_Entries supplied_
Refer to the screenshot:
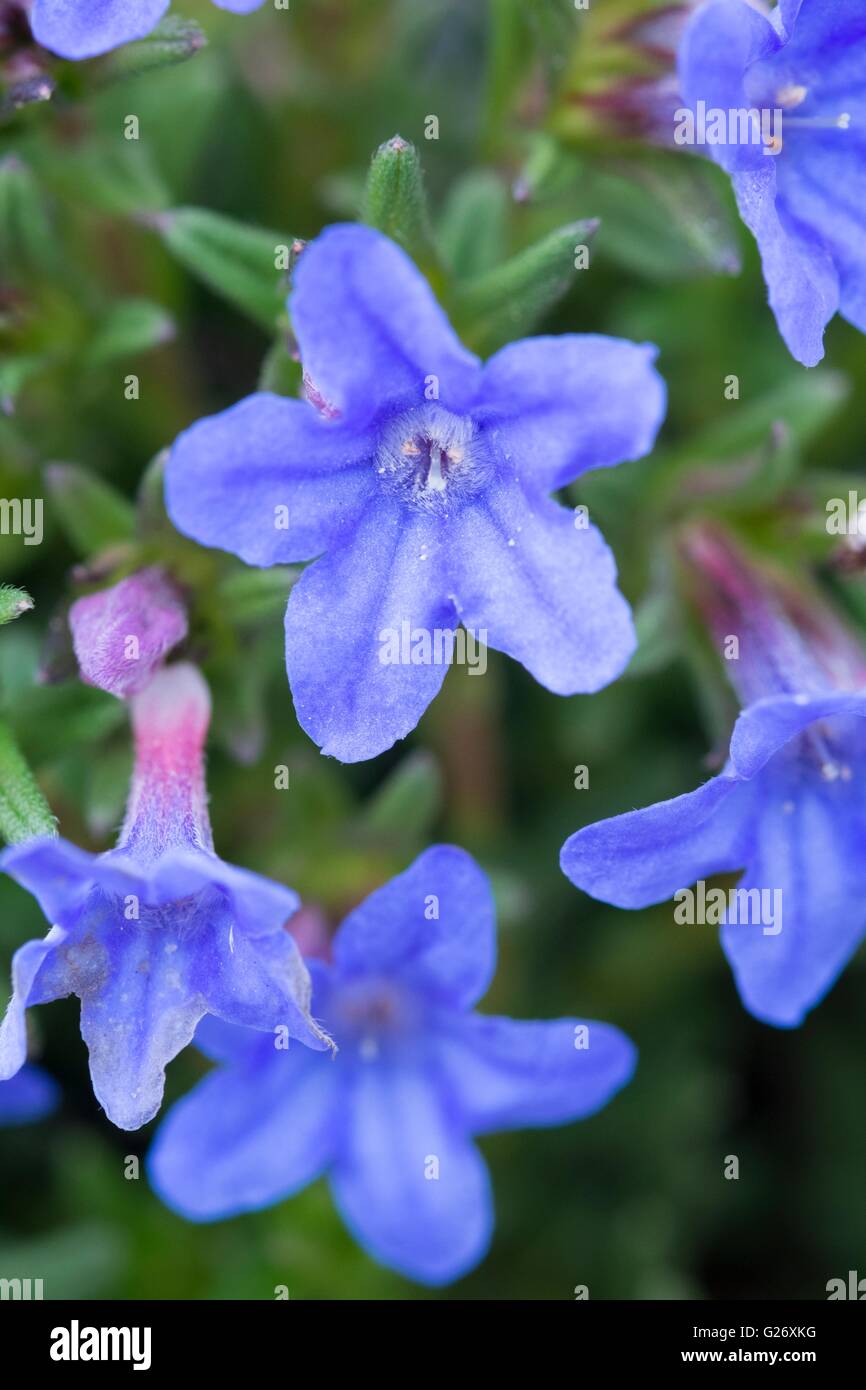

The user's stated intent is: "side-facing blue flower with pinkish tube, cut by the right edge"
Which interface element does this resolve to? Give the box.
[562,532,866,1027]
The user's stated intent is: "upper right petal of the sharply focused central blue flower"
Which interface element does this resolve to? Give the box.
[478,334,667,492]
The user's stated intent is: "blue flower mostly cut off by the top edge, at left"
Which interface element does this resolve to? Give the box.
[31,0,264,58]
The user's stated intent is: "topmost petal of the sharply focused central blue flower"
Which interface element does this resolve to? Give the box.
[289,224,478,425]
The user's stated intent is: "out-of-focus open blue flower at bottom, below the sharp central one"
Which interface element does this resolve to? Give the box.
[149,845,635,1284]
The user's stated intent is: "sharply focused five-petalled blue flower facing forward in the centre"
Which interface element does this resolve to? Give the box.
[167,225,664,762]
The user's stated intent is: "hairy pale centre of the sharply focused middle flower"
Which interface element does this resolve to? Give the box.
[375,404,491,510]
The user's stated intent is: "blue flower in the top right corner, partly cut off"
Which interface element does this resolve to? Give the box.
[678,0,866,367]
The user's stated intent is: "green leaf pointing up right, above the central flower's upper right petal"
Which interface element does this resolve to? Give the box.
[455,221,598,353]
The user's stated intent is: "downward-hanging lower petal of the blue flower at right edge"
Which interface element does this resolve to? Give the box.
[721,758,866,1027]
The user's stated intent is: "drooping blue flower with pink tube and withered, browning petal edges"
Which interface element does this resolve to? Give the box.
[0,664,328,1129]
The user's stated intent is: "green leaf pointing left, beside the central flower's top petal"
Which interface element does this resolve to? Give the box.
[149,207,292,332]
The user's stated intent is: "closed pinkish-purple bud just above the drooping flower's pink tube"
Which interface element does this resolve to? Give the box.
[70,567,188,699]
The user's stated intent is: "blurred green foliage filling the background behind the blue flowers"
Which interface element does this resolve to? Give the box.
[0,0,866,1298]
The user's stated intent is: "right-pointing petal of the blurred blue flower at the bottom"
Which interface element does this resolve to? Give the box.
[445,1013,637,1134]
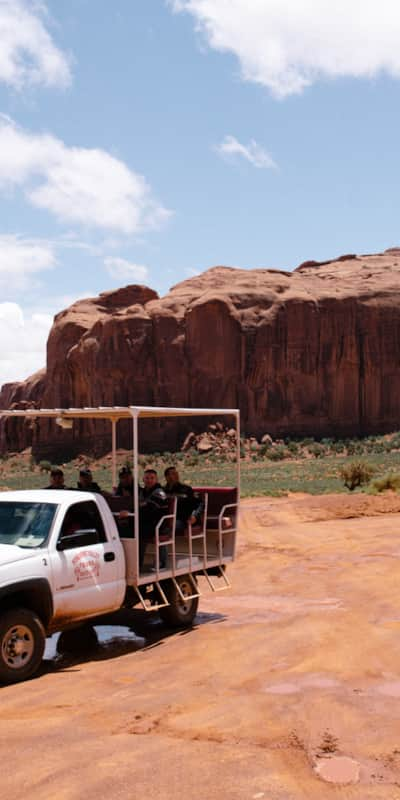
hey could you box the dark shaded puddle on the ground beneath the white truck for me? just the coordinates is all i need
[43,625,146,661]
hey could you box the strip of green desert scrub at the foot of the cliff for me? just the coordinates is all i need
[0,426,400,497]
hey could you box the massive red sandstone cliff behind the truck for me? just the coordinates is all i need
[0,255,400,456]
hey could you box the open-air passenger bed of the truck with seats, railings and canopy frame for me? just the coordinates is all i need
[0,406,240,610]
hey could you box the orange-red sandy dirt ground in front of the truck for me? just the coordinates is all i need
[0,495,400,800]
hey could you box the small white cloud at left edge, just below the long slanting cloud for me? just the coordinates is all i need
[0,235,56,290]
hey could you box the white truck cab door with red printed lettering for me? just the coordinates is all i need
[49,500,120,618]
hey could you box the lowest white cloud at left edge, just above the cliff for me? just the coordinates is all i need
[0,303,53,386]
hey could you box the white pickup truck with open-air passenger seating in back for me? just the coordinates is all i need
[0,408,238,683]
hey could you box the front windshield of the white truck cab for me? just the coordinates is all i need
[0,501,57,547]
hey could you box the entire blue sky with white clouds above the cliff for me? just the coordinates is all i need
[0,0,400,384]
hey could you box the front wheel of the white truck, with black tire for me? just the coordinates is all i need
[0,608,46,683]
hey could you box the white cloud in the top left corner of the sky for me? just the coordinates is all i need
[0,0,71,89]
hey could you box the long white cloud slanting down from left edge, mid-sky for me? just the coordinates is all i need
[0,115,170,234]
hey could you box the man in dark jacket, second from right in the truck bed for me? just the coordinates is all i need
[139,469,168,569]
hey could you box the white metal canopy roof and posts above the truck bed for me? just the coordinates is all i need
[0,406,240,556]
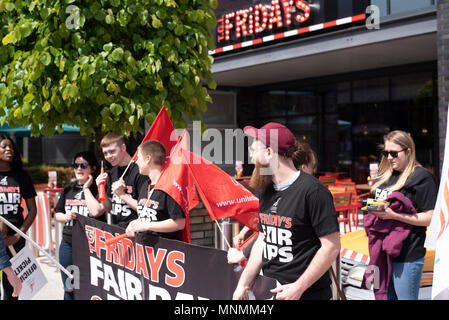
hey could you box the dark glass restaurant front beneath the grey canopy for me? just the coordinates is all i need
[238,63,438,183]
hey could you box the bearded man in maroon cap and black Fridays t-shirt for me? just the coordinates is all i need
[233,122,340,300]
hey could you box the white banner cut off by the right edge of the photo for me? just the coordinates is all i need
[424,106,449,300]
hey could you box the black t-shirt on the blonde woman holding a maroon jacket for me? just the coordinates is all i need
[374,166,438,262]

_Your goal_
Determine which lines above include the word "centre", and report those lines in full.

_Task result_
The user's stated intent is: "sharply focused five-petalled blue flower facing forward in the centre"
The user's stated intent is: "hairy pale centre of the sharply focused middle flower"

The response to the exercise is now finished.